**REQUIREMENT**
Exact reproduction of the data is required, with images excluded.

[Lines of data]

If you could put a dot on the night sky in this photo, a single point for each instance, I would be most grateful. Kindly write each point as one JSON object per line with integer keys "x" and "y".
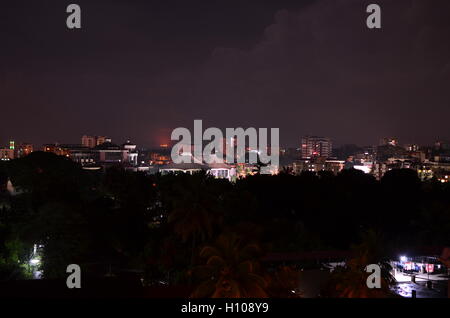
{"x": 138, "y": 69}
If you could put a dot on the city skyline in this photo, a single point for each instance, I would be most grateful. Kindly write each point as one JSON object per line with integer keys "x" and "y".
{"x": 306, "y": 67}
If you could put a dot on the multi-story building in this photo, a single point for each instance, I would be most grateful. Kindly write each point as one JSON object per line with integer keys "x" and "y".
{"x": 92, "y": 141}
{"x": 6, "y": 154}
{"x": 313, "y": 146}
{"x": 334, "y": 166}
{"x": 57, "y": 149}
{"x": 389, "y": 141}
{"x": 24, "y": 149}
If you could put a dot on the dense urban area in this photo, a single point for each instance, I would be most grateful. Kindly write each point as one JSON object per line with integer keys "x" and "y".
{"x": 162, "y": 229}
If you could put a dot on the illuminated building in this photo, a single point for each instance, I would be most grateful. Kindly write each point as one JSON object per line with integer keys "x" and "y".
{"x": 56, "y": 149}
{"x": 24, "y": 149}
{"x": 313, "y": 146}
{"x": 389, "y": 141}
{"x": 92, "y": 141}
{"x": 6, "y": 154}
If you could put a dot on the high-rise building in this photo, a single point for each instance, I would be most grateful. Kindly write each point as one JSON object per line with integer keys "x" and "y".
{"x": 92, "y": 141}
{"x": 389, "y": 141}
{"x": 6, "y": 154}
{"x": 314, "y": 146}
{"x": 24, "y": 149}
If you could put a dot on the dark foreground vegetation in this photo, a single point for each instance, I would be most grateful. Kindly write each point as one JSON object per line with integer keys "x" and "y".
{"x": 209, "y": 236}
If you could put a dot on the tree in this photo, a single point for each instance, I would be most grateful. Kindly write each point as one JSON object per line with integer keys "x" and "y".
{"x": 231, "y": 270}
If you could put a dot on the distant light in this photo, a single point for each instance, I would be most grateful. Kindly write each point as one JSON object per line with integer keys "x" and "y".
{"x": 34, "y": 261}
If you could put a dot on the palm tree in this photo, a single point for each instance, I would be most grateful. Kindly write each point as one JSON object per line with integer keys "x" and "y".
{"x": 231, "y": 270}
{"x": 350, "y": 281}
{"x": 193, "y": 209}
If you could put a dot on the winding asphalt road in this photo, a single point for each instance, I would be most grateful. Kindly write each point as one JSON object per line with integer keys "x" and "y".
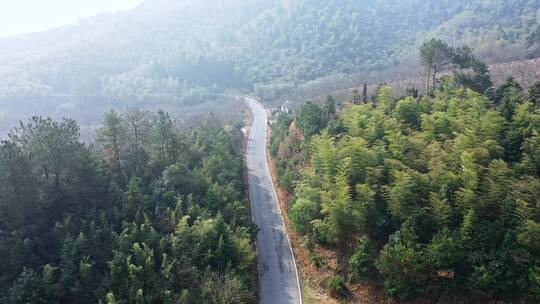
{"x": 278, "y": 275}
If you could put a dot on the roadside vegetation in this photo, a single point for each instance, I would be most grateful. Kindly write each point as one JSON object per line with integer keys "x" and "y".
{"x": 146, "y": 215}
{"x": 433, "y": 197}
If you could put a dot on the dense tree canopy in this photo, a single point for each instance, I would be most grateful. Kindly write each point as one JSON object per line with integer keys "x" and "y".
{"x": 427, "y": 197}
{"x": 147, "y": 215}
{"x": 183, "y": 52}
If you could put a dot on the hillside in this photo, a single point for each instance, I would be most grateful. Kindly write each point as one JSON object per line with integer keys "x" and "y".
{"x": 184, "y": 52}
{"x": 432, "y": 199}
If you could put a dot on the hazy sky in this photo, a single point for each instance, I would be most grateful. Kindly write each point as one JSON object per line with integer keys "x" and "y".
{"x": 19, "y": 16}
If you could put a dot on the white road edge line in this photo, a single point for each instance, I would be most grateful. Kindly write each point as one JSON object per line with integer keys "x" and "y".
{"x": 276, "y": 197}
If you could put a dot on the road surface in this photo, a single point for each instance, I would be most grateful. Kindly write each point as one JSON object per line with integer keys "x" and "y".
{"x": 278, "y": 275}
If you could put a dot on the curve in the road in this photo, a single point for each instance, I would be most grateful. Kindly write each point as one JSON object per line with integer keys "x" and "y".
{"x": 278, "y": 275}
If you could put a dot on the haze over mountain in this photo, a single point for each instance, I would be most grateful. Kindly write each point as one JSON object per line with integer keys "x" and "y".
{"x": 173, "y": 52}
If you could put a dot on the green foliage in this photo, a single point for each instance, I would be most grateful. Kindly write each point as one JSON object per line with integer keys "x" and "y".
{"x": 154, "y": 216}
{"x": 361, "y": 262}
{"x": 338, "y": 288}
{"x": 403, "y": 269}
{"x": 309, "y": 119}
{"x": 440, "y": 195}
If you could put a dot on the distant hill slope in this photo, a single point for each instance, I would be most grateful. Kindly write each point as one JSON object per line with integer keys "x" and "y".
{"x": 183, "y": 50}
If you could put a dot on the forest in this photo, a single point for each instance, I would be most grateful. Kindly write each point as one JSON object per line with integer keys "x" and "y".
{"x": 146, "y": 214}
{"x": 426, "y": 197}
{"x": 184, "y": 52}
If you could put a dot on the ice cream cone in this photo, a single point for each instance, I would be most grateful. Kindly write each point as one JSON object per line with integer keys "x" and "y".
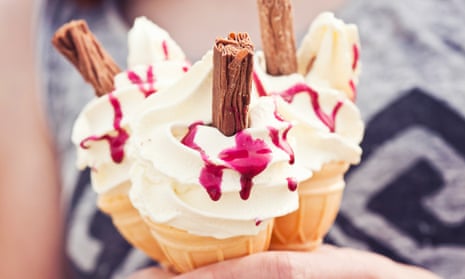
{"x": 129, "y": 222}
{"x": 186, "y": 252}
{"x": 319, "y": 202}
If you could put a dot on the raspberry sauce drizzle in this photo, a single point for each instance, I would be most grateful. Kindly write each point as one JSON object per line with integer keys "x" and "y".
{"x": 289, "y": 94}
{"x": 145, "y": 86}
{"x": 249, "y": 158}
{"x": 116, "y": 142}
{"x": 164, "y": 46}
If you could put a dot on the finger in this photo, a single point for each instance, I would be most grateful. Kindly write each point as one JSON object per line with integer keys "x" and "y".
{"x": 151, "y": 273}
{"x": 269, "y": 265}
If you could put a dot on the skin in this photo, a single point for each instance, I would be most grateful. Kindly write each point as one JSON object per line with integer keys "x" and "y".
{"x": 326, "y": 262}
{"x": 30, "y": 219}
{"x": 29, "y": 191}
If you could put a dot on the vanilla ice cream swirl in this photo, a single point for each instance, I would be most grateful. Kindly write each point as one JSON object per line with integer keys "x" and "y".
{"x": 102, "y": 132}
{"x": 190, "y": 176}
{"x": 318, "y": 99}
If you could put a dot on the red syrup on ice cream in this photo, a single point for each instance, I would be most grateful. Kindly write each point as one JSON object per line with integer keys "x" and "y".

**ANSWER BELOW**
If you could put a dot on the night sky in this photo, a single point for each instance, I would be most grateful. Kindly write each point as one JSON object per line with integer keys "x" and "y".
{"x": 138, "y": 69}
If you could put a dot on the city skyline in this photo, a single point for each instance, I would be most grateful. Kindly write each point as one JSON object per line with integer keys "x" and "y".
{"x": 306, "y": 67}
If you could put a dot on the multi-story building in this photo, a single point for each instance, I would be most grateful. Kindly write each point as one JSON object per line with integer keys "x" and "y".
{"x": 92, "y": 141}
{"x": 6, "y": 154}
{"x": 313, "y": 146}
{"x": 334, "y": 166}
{"x": 57, "y": 149}
{"x": 389, "y": 141}
{"x": 24, "y": 149}
If you could put a dot on the dense urban area in this photo, a single point for each instance, I would be most grateful. Kindly write each point as one JSON object per line with integer keys "x" and "y".
{"x": 162, "y": 229}
If you could put a dot on the illuminated building in this photo, a single point for each instance, I would be most grateful. Kindly write each point as one JSON object per line with integer keys "x" and "y".
{"x": 56, "y": 149}
{"x": 24, "y": 149}
{"x": 313, "y": 146}
{"x": 389, "y": 141}
{"x": 92, "y": 141}
{"x": 6, "y": 154}
If you could put a dot on the high-rise building in this photo, a single point for each instance, I would be most grateful. Kindly write each point as one JSON object per line with integer keys "x" and "y".
{"x": 92, "y": 141}
{"x": 389, "y": 141}
{"x": 6, "y": 154}
{"x": 314, "y": 146}
{"x": 24, "y": 149}
If you could put a dot on the dark foreground vegetation in this photo, a single point for each instance, I would be most grateful. Kindly write each point as one JSON object per line with integer keys "x" and "y".
{"x": 209, "y": 236}
If you could put a dot on the tree in this photo, a single point for each instance, I would be most grateful. Kindly write each point as one JSON object per line with integer keys "x" and "y".
{"x": 231, "y": 270}
If you could put a dot on the distant light in this photo, a single point for each instance, I would be most grateful. Kindly write each point as one JSON object per line with integer keys "x" and "y".
{"x": 34, "y": 261}
If you could put a dot on the palm tree in this photo, a single point for each instance, I would be most grateful. Kindly write each point as one JSON object per line with integer keys "x" and "y".
{"x": 231, "y": 270}
{"x": 350, "y": 281}
{"x": 193, "y": 209}
If you could put a dot on the winding asphalt road in this photo, a single point for each instance, I would be most grateful. Kindly write each point as one JSON object per line with integer keys "x" and "y".
{"x": 278, "y": 275}
If you could put a dot on the roadside vegetation in this photo, a single point for each instance, I would be most grateful. Kindly write each point as one JSON object per line with integer keys "x" and "y".
{"x": 146, "y": 215}
{"x": 433, "y": 197}
If you could put a dot on the dense tree canopy in this photo, a single point for each instance, I would be most grateful. Kindly write each point as one JSON object per line with integer keys "x" and "y".
{"x": 427, "y": 197}
{"x": 147, "y": 215}
{"x": 183, "y": 52}
If you could put a dot on the hillside in this photo, a single point for each instance, I would be most grateful. Kindly write each point as one JSON object per line with integer keys "x" and "y".
{"x": 184, "y": 52}
{"x": 432, "y": 199}
If you could put a dot on the hazy sky in this photo, a single point for each instance, I would be most grateful. Kindly write each point as one JSON object per line with integer keys "x" and "y".
{"x": 19, "y": 16}
If you could put a dot on the white road edge line in this photo, a single point for each instance, I would be most grateful. Kindly write each point as one JSON object per line with integer keys "x" and "y".
{"x": 276, "y": 197}
If you could put a dot on the road surface in this photo, a single point for each instance, I would be most grateful. Kindly write each point as one JSON object per line with integer keys "x" and "y".
{"x": 278, "y": 275}
If you could put a dot on the curve in the road in this photo, a single point for each instance, I would be most grateful. Kindly write each point as one JSON object per line with integer keys "x" and "y".
{"x": 278, "y": 275}
If you could put a dot on the haze over mountain in this photo, a single point for each instance, I would be most grateful. Kindly write each point as one JSON object per line with integer keys "x" and "y".
{"x": 173, "y": 52}
If you could put a dot on the green foliage in this photo, a single point for each instance, I would be most grateful. Kindly write each point as one JSON object per line with integer keys "x" and "y".
{"x": 154, "y": 216}
{"x": 361, "y": 262}
{"x": 338, "y": 288}
{"x": 403, "y": 269}
{"x": 309, "y": 119}
{"x": 440, "y": 195}
If you could put a dot on the distant hill slope in this photo, a single point for each instance, I would be most grateful. Kindly write each point as one JSON object per line with integer keys "x" and "y".
{"x": 183, "y": 50}
If you could put a dot on the forest in this photo, a single point for each instance, I would be most grateful. Kindly write each point as one JSON object per line with integer keys "x" and "y".
{"x": 146, "y": 214}
{"x": 426, "y": 197}
{"x": 184, "y": 52}
If you could put a dot on the ice cream cone in this photo, a single point for each instance, I would be most grateful. Kindly write each point as one JSON object per line with integer keys "x" and "y".
{"x": 129, "y": 222}
{"x": 186, "y": 252}
{"x": 319, "y": 202}
If you could put a dot on the raspberry sauce drizzle in this photo, a single point for each instance, I would be most grateful. Kindly write each point as one JSON object per line with integer keys "x" and "y".
{"x": 289, "y": 94}
{"x": 145, "y": 86}
{"x": 249, "y": 158}
{"x": 116, "y": 142}
{"x": 164, "y": 46}
If you could put a dot on the finger in this photo, a single point for each instance, I would be most grateful. Kindly write each point as one JSON object per line with integer keys "x" and "y".
{"x": 151, "y": 273}
{"x": 269, "y": 265}
If you could put a dot on the skin in this photo, a single point for each instance, I would be most grateful. Kindly write each point as one JSON object per line with integer keys "x" and "y".
{"x": 326, "y": 262}
{"x": 30, "y": 219}
{"x": 29, "y": 191}
If you could put a dot on the vanilla ice cream swirl in this photo, a single point for each instance, I would be most grateful. Kindly write each point as one JSON object per line with integer keys "x" and "y".
{"x": 102, "y": 132}
{"x": 190, "y": 176}
{"x": 318, "y": 99}
If you could put a dot on the red syrup on ice cream in this photo, a single point for each instance, I would be most grateful. Kindly write each point as one JSON object per line with integer keys "x" and "y".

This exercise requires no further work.